Exercise: Print everything from "1. The Israeli" down to "experts? Just wondering." in the text on five pre-Pesach questions, word for word.

These are simple, even naive, questions, but they have bedeviled me for a long time

 

It is not yet Pesach, so I take the liberty of asking not the traditional four questions but five. These are simple, even naive, questions, but they have bedeviled me for a long time, and I have no good answers. Maybe you do….

  1. The Israeli governmental horse trading and politicking over whether or not COVID lockdowns should be extended for another week, or for a half-week, or canceled entirely, is infantile and embarrassing. Is this a government or a kindergarten? Thousands are infected and dying, the COVID has unknown mutations, the country is worried, but these politicians seem more concerned with their personal ambitions than with alleviating the pandemic misery. This is a national emergency: Why cannot such crucial medical decisions be left in the hands of the scientists and doctors and epidemiologists? Certainly a seasoned scientist is better qualified to make such decisions than a seasoned politician. Why should politicians have veto power over recommendations of medical experts? Just wondering.

Input data:
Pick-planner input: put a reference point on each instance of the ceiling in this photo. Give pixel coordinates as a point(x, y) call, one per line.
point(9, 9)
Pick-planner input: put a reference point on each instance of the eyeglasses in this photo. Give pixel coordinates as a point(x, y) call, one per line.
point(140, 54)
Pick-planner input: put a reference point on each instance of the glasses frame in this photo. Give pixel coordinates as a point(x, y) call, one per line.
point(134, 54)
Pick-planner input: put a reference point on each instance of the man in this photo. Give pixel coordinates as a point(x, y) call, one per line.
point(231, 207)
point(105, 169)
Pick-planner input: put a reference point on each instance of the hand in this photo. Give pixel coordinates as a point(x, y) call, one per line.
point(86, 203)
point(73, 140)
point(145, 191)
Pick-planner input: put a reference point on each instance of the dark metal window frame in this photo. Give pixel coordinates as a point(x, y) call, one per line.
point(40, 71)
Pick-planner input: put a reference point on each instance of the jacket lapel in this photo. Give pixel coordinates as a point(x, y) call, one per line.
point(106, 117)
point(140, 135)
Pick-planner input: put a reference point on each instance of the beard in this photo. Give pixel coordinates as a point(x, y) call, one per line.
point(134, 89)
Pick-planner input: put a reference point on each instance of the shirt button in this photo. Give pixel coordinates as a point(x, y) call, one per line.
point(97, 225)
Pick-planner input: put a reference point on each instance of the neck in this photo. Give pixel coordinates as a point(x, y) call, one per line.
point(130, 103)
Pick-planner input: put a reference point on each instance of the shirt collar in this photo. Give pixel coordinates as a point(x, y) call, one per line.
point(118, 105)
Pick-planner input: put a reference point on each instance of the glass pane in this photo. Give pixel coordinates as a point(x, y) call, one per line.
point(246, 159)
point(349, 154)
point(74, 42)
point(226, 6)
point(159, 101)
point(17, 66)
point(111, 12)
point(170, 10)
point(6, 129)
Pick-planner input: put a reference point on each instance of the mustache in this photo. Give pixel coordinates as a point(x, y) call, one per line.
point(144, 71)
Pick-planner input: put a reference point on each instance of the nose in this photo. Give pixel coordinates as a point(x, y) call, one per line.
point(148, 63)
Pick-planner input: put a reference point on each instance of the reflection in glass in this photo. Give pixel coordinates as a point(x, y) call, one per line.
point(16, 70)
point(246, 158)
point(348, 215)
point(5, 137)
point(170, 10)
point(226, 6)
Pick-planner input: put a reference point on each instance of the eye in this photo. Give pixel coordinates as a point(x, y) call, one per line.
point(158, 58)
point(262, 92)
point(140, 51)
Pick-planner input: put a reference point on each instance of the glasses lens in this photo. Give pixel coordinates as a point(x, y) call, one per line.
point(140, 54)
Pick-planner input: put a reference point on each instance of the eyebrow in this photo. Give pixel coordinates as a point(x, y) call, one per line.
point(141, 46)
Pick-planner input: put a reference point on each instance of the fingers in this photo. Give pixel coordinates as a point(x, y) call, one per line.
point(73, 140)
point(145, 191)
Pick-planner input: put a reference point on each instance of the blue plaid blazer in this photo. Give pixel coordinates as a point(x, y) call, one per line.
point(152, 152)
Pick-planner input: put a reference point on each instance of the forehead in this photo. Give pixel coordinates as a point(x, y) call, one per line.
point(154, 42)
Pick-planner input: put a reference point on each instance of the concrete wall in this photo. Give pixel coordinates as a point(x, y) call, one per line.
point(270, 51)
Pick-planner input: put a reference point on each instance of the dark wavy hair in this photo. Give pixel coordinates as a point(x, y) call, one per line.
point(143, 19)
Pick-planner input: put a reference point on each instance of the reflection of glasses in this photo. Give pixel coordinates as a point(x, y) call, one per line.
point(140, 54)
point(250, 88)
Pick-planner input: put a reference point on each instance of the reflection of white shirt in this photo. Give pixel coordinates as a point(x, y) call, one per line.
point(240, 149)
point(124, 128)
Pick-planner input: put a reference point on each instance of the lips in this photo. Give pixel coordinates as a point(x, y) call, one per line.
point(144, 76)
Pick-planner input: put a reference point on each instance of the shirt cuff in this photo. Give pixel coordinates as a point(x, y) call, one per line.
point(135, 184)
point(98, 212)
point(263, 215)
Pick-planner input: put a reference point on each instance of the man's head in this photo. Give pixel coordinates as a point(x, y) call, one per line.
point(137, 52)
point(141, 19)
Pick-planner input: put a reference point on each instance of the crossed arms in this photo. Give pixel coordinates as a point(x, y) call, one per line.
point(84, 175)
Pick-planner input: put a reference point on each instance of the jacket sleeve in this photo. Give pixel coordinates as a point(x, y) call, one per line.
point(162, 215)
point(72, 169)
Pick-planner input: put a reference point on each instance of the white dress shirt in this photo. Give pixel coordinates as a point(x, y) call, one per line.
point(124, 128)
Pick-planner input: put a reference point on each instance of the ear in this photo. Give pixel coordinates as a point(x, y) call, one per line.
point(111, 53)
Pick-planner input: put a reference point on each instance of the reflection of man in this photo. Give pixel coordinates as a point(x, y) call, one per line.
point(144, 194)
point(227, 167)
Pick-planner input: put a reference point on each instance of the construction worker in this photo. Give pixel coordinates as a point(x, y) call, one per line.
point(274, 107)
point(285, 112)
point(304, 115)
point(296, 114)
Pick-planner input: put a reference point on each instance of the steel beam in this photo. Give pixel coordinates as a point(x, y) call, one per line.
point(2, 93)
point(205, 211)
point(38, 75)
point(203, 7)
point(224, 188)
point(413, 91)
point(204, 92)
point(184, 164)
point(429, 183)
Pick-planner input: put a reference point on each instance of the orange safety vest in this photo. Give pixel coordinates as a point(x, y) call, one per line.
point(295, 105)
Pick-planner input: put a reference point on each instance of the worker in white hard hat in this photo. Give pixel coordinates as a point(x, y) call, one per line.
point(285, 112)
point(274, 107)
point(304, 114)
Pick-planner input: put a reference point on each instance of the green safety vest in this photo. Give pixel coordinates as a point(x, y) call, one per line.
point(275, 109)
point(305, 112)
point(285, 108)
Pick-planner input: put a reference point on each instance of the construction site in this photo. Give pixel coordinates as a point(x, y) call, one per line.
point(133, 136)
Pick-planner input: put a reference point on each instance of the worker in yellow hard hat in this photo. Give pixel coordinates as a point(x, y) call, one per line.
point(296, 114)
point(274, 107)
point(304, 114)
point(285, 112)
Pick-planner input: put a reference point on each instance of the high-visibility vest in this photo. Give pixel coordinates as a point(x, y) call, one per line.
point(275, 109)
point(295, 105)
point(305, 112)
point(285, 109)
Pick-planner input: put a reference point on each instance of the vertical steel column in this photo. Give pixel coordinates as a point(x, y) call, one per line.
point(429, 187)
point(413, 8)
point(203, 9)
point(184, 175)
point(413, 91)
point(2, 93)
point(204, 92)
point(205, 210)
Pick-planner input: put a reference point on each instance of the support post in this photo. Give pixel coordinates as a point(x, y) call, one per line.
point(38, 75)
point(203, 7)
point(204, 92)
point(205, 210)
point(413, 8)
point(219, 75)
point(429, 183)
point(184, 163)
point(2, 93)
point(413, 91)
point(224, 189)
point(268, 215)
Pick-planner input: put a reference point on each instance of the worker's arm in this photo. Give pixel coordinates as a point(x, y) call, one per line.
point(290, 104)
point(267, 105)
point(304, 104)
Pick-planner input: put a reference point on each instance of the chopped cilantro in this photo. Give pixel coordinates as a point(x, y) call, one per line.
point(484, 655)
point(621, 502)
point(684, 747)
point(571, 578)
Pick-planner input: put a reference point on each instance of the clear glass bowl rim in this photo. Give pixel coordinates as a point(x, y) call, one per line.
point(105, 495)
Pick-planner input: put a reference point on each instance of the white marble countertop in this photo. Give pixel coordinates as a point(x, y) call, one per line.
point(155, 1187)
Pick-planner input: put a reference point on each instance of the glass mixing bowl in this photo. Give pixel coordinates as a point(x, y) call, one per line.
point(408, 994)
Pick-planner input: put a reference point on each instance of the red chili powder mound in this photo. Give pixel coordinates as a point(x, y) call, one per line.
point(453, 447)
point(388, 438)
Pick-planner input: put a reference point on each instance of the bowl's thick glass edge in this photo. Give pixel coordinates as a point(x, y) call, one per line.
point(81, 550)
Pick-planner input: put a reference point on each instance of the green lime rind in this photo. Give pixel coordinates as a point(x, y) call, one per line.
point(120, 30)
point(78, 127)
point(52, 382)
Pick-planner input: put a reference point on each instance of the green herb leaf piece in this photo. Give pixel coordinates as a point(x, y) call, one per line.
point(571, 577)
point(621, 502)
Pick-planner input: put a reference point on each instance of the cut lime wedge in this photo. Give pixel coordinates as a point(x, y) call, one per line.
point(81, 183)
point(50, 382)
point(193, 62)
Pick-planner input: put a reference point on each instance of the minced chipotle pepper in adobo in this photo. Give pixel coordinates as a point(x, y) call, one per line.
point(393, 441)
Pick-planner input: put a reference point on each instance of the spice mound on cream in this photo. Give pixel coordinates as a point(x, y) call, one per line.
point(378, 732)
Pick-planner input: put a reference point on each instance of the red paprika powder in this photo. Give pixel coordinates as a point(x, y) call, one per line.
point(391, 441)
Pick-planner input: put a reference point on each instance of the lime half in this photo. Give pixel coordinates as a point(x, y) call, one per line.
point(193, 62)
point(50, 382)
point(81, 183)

The completed task:
1. The Israeli governmental horse trading and politicking over whether or not COVID lockdowns should be extended for another week, or for a half-week, or canceled entirely, is infantile and embarrassing. Is this a government or a kindergarten? Thousands are infected and dying, the COVID has unknown mutations, the country is worried, but these politicians seem more concerned with their personal ambitions than with alleviating the pandemic misery. This is a national emergency: Why cannot such crucial medical decisions be left in the hands of the scientists and doctors and epidemiologists? Certainly a seasoned scientist is better qualified to make such decisions than a seasoned politician. Why should politicians have veto power over recommendations of medical experts? Just wondering.